Raw records:
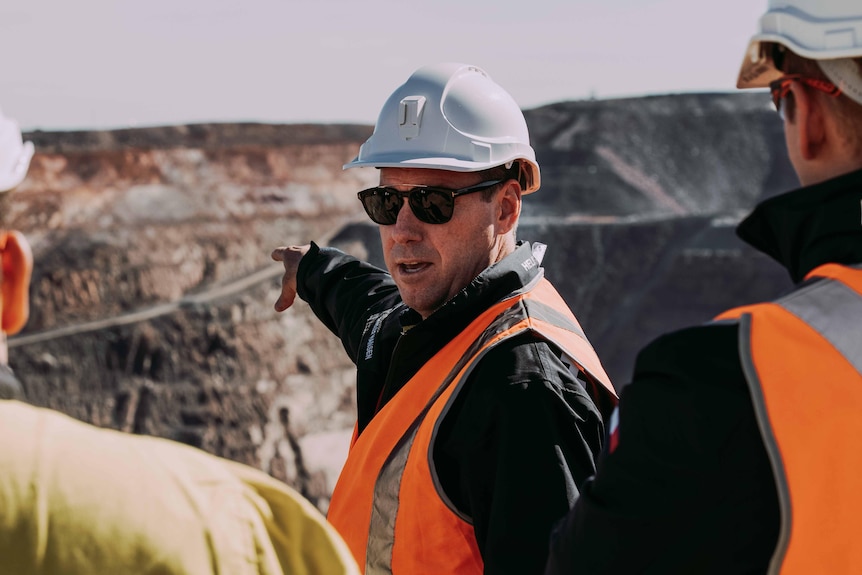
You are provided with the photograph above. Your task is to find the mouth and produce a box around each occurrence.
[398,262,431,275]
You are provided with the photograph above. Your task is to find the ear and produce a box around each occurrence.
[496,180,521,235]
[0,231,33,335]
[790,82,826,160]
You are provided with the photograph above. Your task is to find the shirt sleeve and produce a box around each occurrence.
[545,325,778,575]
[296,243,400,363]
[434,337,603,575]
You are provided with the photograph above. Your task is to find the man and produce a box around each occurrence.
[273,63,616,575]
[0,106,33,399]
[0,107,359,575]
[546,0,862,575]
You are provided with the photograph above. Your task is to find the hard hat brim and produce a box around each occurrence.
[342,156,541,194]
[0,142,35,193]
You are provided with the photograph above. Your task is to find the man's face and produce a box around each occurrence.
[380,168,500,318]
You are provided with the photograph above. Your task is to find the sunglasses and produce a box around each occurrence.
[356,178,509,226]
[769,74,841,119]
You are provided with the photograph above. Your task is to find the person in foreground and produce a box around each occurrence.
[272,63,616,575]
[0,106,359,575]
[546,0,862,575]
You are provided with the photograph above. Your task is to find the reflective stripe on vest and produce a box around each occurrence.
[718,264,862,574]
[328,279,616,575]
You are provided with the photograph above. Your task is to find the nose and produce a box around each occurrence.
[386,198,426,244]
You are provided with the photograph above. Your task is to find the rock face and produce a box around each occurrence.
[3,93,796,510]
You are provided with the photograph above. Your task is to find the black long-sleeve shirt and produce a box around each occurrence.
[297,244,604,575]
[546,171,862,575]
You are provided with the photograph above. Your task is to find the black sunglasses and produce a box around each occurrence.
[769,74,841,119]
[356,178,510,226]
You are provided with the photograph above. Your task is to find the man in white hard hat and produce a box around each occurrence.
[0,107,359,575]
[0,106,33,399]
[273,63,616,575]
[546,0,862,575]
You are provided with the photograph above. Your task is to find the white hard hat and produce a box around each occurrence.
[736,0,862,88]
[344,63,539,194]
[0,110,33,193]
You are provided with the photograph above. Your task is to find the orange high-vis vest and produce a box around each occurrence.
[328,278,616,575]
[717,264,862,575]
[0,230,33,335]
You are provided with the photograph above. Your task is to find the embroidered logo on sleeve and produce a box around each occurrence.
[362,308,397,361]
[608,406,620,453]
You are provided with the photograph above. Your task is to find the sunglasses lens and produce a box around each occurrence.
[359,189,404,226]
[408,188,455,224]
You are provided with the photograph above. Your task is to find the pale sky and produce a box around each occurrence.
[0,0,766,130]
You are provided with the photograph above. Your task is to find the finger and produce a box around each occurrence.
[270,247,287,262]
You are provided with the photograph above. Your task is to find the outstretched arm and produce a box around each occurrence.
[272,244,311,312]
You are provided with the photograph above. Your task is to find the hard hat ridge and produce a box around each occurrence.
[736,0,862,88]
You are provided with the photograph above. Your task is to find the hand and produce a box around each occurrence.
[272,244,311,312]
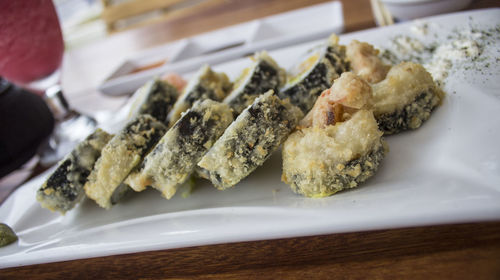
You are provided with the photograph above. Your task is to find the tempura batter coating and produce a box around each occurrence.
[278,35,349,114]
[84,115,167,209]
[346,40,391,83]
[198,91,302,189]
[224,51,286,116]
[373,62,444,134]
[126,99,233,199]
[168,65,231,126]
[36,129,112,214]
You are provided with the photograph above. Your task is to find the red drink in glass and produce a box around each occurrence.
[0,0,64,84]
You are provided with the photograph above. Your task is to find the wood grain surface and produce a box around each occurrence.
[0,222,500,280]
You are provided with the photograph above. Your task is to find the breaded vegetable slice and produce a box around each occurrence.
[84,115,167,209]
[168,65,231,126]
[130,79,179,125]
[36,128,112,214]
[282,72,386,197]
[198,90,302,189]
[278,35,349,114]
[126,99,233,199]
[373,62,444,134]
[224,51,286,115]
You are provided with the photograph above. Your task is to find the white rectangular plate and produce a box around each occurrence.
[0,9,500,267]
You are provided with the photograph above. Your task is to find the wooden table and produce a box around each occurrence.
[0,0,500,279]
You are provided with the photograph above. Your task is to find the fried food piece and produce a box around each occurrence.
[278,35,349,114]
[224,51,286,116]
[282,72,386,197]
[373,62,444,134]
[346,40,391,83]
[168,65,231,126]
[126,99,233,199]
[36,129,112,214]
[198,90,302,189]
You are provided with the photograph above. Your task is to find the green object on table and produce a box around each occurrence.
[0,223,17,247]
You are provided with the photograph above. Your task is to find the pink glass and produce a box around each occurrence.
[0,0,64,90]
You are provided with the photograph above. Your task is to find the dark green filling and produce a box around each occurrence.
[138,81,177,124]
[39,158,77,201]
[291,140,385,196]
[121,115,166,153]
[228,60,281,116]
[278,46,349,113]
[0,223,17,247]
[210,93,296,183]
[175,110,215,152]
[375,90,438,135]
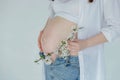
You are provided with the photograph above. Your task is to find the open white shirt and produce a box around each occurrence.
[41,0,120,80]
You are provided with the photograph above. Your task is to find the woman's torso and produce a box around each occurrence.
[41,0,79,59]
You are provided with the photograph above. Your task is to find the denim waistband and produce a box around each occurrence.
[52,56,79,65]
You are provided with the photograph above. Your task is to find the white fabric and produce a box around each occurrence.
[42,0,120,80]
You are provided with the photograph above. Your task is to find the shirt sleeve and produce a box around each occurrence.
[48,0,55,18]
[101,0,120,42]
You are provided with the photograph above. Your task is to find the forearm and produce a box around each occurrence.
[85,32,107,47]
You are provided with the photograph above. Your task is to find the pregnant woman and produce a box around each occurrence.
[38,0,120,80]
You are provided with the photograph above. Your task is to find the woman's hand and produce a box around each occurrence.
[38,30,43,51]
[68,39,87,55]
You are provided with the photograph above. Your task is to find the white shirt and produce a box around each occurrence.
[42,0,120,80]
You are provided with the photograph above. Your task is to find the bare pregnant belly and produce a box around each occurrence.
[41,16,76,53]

Work instructions: Update the listing above, replacing every instance of "photograph" with "image" and changing nothing else. Leave the pictures out of your answer.

Answer to the exercise:
You are provided with the image above. Your task is to find the mouth and produce a box around each occurrence.
[398,262,431,275]
You are provided with the image above. Your task is to find the ear and produce a box around each occurrence.
[496,180,521,235]
[0,231,33,335]
[790,82,826,160]
You are provided with the image above. Your task is to find the shirt sleeve and produce a box around each occurrence.
[545,325,778,575]
[296,243,400,363]
[434,337,603,575]
You are provided with the image above. Your task is to find the man and produce a box around each occurrence.
[273,63,616,575]
[0,106,33,399]
[0,107,359,575]
[546,0,862,575]
You are provided with the image above. Your task is to find the hard hat brim and produce a box around each occurrence.
[342,156,541,194]
[0,142,35,193]
You are provided with the image above. Your task is to find the man's face and produce a box around each occurrence.
[380,168,500,318]
You are provided with the image above. Your task is to find the sunglasses and produce a box around each occurrence.
[356,178,509,226]
[769,74,841,119]
You are provided with the image above. Your task is to find the person in foreground and produce a box around each occurrence.
[272,63,616,575]
[0,106,359,575]
[546,0,862,575]
You are provided with the image above. Your task is to find the reflective stripe on vest and produce a box around each occurrence.
[718,264,862,574]
[328,279,616,575]
You are provided with the image above. Your task is to find the nose and produce a box around each occurrence.
[386,198,426,244]
You are provided with the image above. Your task is to find the rock face and produce a box around each occurrence.
[3,93,796,510]
You are provided with the image above. Your task is to find the black long-sleeve shirt and produce a box around each occurrence.
[297,244,604,575]
[546,171,862,575]
You are provided with the image above. Your task is to find the black sunglasses and produce a box around each occurrence.
[769,74,841,119]
[356,178,510,226]
You are provided with the image above. Your task is to find the man in white hard hat and produce a box around each occurrence.
[0,107,359,575]
[0,106,33,399]
[273,63,616,575]
[546,0,862,575]
You are provided with the image above. Your task is to find the white hard hat and produce a box around each occurrence.
[736,0,862,88]
[344,63,539,194]
[0,110,33,193]
You are provided with the image above. Your task is to find the orange high-vis vest and produce a box around each occurrence.
[328,278,616,575]
[717,264,862,575]
[0,230,33,335]
You are provided with the image above. Your task is to find the embroidered logo on sleeve and produce a box around each occurrence.
[362,308,397,361]
[608,406,620,453]
You are provided with the image above. Your task is to find the sunglasses lens and produce a box around each occurrence.
[359,189,404,226]
[408,188,455,224]
You are provided with the image above. Your task is to find the pale sky and produce a box around each occurrence.
[0,0,766,130]
You are provided with the image above. Your task is to find the finger and produce a box around each occurrence.
[270,247,287,262]
You are provided with the image above. Your task is to find the outstretched arm and produce a box around each occurrence.
[272,244,311,312]
You are provided with the image above. Your task is to find the hard hat ridge and produce a box around each occurrence.
[736,0,862,88]
You are provided with the image above. Your task is to find the hand and produce a box around each occurrence.
[272,244,311,312]
You are provided with the image above. Your task is to find the tempura batter coating and produce a box around each occurrence.
[278,35,349,114]
[84,115,167,209]
[346,40,391,83]
[198,91,302,189]
[224,51,286,116]
[373,62,444,134]
[126,99,233,199]
[168,65,231,126]
[36,129,112,214]
You are provided with the image above. Your task is to find the red drink in glass and produce a box around each occurrence.
[0,0,64,84]
You are provided with the image above. Your task is to find the wood grain surface and produce a box around each occurrence.
[0,222,500,280]
You are provided with the image above. Your task is to find the breaded vegetable slice and produce a box around each occurrence.
[84,115,167,209]
[168,65,231,126]
[130,79,179,125]
[36,128,112,214]
[282,72,386,197]
[198,90,302,189]
[278,35,349,114]
[126,99,233,199]
[373,62,444,134]
[224,51,286,115]
You are provided with the image above. Your task is to find the white rectangular plate and produce a box around each occurrence.
[0,9,500,267]
You are provided with the image above. Your task is to find the wooden table and produce a box around each occurrence.
[0,0,500,279]
You are provided with the image above. Your task is to find the fried food piece and produce a box around each occurrence.
[278,35,349,114]
[224,51,286,116]
[282,72,386,197]
[373,62,444,134]
[346,40,391,83]
[168,65,231,126]
[126,99,233,199]
[36,129,112,214]
[198,90,302,189]
You are provided with the image above. Your task is to find the green object on table and produce a box around each occurrence.
[0,223,17,247]
You are provided with the image above. Your task is to find the pink glass and produce a box around each occurrence.
[0,0,64,90]
You are provided with the image above. Your task is to find the dark green filling and produce a box around each occurrence.
[138,81,177,124]
[39,158,77,201]
[291,140,385,196]
[121,115,166,153]
[228,60,281,116]
[278,46,349,113]
[0,223,17,247]
[210,93,296,183]
[175,110,215,152]
[375,90,438,135]
You are provided with the image above. Your task is to find the open white shirt and produce a box around each occurrence.
[41,0,120,80]
You are provided with the image above. Your task is to find the woman's torso and produce a box around each occurrence.
[41,0,79,59]
You are provided with the image above. Your task is to find the denim waistband and produce a box around each occurrence.
[52,56,79,65]
You are provided with the image above. Your task is to find the white fabric and produce a box around each occurrence.
[42,0,120,80]
You are provided with the image above. Your task is to find the shirt sleeve and produce a box around each occurrence.
[48,0,55,18]
[101,0,120,42]
You are provided with the image above. Your task is to find the forearm and produce a box around each occurrence.
[85,32,107,47]
You are provided with the image above. Your task is to find the pregnant woman and produce a box around each occurrence.
[38,0,120,80]
You are provided with the image above. Your task is to find the woman's hand and produce a box around each occurrence.
[38,30,43,51]
[68,39,87,55]
You are provided with the image above. Your task is to find the white shirt and produce a box around each occurrence.
[42,0,120,80]
You are provided with the image above. Your task is to find the bare pregnant belly and produce a box around each occurrence.
[41,16,76,53]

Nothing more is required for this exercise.